## start GIVEN RECORDS

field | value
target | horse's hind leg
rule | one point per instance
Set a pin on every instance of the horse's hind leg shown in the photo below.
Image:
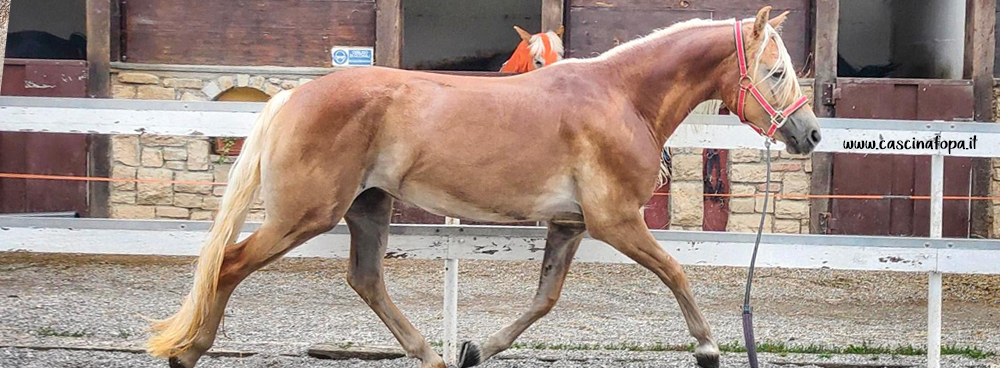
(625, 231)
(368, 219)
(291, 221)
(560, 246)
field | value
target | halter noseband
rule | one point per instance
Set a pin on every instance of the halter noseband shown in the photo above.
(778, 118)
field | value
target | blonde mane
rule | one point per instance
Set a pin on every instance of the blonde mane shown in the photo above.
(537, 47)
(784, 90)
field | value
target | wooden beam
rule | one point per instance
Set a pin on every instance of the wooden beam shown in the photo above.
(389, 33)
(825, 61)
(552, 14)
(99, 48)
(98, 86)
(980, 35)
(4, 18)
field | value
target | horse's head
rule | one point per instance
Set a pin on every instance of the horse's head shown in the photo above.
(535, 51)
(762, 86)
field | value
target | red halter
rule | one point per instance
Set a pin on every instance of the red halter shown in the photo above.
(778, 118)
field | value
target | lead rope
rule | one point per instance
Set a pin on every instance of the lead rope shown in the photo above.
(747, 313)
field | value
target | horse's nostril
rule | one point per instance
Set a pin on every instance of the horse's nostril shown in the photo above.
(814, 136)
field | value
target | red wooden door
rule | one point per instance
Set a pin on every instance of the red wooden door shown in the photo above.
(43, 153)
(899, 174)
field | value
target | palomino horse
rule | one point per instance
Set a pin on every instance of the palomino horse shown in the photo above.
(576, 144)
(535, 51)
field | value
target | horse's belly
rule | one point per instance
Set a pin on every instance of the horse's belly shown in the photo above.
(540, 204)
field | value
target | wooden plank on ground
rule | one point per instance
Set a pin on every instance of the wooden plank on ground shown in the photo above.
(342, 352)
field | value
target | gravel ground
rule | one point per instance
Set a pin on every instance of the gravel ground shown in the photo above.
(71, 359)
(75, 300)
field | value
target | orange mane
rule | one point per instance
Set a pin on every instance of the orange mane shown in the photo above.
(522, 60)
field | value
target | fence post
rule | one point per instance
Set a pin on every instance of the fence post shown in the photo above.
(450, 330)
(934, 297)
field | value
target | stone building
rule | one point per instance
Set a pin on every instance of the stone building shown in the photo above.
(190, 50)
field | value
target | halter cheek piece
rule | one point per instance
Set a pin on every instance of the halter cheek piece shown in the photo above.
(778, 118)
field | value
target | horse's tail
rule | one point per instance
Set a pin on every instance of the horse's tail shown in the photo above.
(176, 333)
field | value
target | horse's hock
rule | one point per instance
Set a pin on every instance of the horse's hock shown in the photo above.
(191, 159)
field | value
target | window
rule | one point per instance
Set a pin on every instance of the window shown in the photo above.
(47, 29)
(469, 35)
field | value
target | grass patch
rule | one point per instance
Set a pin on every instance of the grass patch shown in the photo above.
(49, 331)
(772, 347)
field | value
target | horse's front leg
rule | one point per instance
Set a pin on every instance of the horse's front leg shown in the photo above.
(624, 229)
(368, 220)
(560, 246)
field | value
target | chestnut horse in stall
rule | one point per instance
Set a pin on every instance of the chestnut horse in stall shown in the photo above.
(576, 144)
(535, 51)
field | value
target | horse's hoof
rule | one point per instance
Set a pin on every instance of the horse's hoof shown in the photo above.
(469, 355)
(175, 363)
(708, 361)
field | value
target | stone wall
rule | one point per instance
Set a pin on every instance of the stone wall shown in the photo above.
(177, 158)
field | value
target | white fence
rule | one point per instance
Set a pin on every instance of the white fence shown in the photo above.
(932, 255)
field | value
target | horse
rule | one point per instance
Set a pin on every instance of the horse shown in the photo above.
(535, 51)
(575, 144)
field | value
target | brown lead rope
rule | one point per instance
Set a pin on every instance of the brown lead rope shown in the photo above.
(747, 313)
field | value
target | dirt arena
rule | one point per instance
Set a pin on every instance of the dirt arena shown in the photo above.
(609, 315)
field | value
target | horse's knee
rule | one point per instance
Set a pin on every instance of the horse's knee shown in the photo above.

## end GIVEN RECORDS

» **DESCRIPTION OF THE TASK**
Copy the whole of the material above exactly, but not its images.

» **PROBLEM SOLUTION**
field | value
target | horse's hind leg
rule | one point per instance
Set a pin on every instance of the horse's hind leg shown in the photo below.
Image:
(625, 231)
(368, 219)
(291, 221)
(560, 246)
field | value
target | halter noseband
rule | one point per instance
Set a pin on every instance of the halter noseband shown in the photo above.
(778, 118)
field | value
target | blonde mane
rule | one point per instance
Set a pin on every instance of the blonde mane shown in the photo above.
(537, 47)
(784, 90)
field | value
target | wooden beam
rule | one point per instance
Set a pin on every instance of the wooden beam shown in the photo above.
(389, 33)
(825, 61)
(552, 14)
(99, 48)
(98, 86)
(980, 35)
(4, 18)
field | value
target | horse's head
rule | one point per instance
Set a pin on every instance of the horse's head shown in the photo above.
(535, 51)
(762, 86)
field | value
target | red halter
rule | one point per instance
Set a pin on every instance of the red halter shown in the photo above.
(778, 118)
field | value
target | lead rope
rule | one point per instance
Set a pin on every instance of the lead rope shown in the photo above.
(747, 313)
field | value
target | horse's nostril
rule | one point per instance
Set a pin on every instance of the horse's nostril shown in the photo above.
(814, 136)
field | value
target | red wooden door
rule | one point per instance
Set a pin on every instance of the red wooden door shown in the photo above.
(43, 153)
(899, 174)
field | value
target | palomino horse
rule | one point per instance
Set a pin on every instance of the palomino horse shown in the photo above.
(576, 144)
(535, 51)
field | value
target | horse's belly
rule | one point per instance
Set a pin on every instance of the horse's belly shown in the photo above.
(540, 204)
field | value
target | wooden plank on ground
rule | one point per instance
Set a pin on every instance of the wooden plank on ground shown in the photo above.
(342, 352)
field | value
target | gravel ground
rule | one point per instance
Set a pin on every instance of the gravel ground shown in the photo above.
(71, 359)
(75, 300)
field | value
target | orange mane
rule | one point per instance
Set a pin on every instance of the orange mane shown in the photo above.
(522, 60)
field | value
target | fence post
rule | one point per instance
Set a pin on every instance of the fence post shown in the photo above.
(450, 330)
(934, 297)
field | value
target | stone building
rule | one point per instance
Set a pin on every instance of the stone building shown in the photo above.
(190, 50)
field | value
target | halter cheek piece
rule | one point per instance
Set a pin on every instance of the halter cheek piece shown in the photo above.
(778, 118)
field | value
target | horse's tail
rule | one point per instance
Set a pin on every instance of the horse's tail shown in the photo above.
(176, 333)
field | value
target | horse's hock
rule | one point per instance
Set a pin on every instance of the horse's hock shown in the photo above.
(191, 159)
field | value
target | window
rule | one point per instance
Set a pin on every instance of the window shown in the photo above.
(47, 29)
(469, 35)
field | value
target | grass patch
rule | one point per instance
Set a pin on every instance of the grass patch shown in the photo above.
(49, 331)
(772, 347)
field | value
target | horse's front leg
rule | one point per instance
Set a pin on every instance of the horse's front leg shown in the photo above.
(624, 229)
(368, 220)
(560, 246)
field | value
target | chestnut horse in stall
rule | one point per instance
Set a pin on every instance of the chestnut horse in stall shown in the photo above.
(576, 144)
(535, 51)
field | value
target | horse's hoof
rule | one point per instance
Set a pin on every instance of the horse's hoof shown in the photo above.
(469, 355)
(175, 363)
(708, 361)
field | value
target | stone wall
rule | one point per instance
Set a pin on every instance of the stone wall shown in the photo above.
(177, 158)
field | value
target | white fence
rule | one point per instance
Set a pin on every instance of the white fence shown in the photo above.
(932, 255)
field | value
target | horse
rule | one point per instance
Set a pin on every instance of the horse shown in the photo above.
(535, 51)
(575, 144)
field | value
target | brown lead rope
rule | one point per instance
Set a pin on every instance of the brown lead rope shown in the photo above.
(747, 313)
field | value
target | dirt arena
rule | one point per instance
Set a pin on every instance of the dirt arena shown in the photo above.
(609, 315)
field | value
target | horse's knee
rule | one point per instance
Set a pin on every instance of the horse's knee shown in the photo above.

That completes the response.